• [Required task]:
In the passage on the discovery of LSD, what grain does the fungus that the drug came from typically grow on?

• [Passage given]:
____________
The story begins on April 19, 1943, when Swiss scientist Albert Hofman ingested a low dose of an unknown chemical compound that he called ‘lysergic acid diethylamide (LSD-25).’ The drug, originally derived from a grain fungus that typically grows on rye, produced powerful, mind-altering effects. Less than one hour later, the reactions started kicking in. Soon, the scientist took a legendary trip through town, which quickly became known as “Bicycle Day.”
Hofman experienced something that no human had prior to that; a radical shift in consciousness brought on by LSD. The psychoactive substance that Hofman synthesized had extraordinary potency; even in low doses. The effects had mass potential, as Hofmann originally foresaw, to be used as a powerful psychiatric tool – because of its intense and introspective nature. Surprisingly though, he couldn’t imagine anyone using it recreationally. 
Little did Hofman know what would happen next. That “Bicycle Day” experience, along with Hofman’s discovery, would go on to influence vast collections of people, including rockstars, researchers, philosophers, mathematicians, and visionaries; as well as the animators of a short film that re-created Hofman’s trip in a unique way (see below).
In the following decades, LSD jumped out of the research labs and onto the streets. A notable figure who assisted in the spread of psychedelics was Ken Kesey, author of the American novel One Flew Over the Cuckoo’s Nest.
____________
• [Information provided]:
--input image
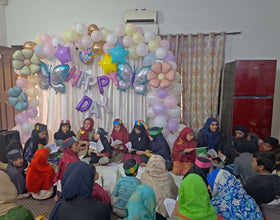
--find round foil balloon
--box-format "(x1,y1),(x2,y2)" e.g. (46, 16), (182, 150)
(79, 48), (94, 64)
____________
• [The output]:
Rye.